## EXTRACTED MATERIAL
|---|

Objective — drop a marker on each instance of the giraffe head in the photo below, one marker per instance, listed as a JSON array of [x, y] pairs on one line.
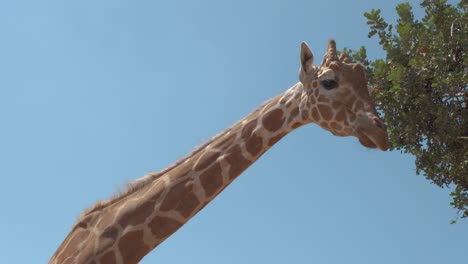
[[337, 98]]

|---|

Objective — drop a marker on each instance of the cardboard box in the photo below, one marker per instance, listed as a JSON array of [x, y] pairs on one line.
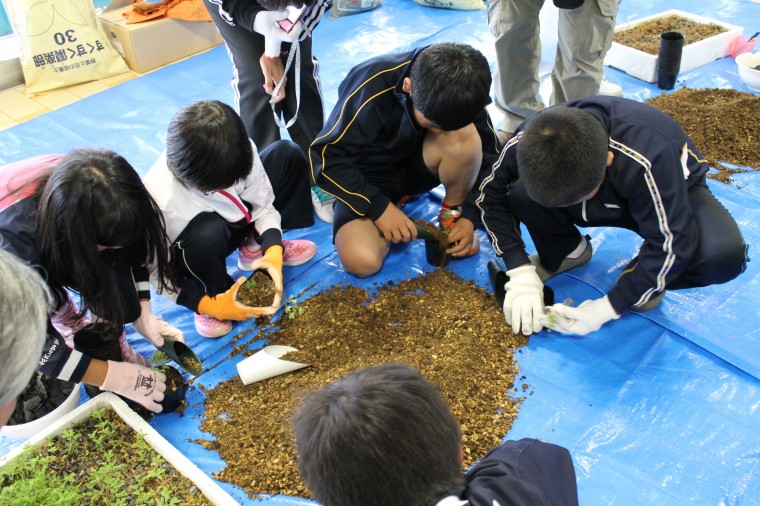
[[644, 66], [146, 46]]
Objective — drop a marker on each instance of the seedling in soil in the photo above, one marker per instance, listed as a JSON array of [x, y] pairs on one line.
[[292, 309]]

|---|

## GIVEN PROBLEM
Rewrite the items starting at the line that has "Objective — drop a marker on each instance of the cardboard" and stopping after the one that has "[[292, 309]]", changing every "marker" to "dot" and keeping all else the same. Leave the pictures out.

## WRITTEN ANSWER
Objective — drop a dot on each instance of the cardboard box in the photo below, one dot per instance, listed as a JSON array of [x, y] pairs on one line.
[[644, 66], [146, 46]]
Objective — drop a dot on each instance of the seedling in soil in the photo above, one dot per instance, listed as a JSON array of [x, y] pairs on one line.
[[292, 309]]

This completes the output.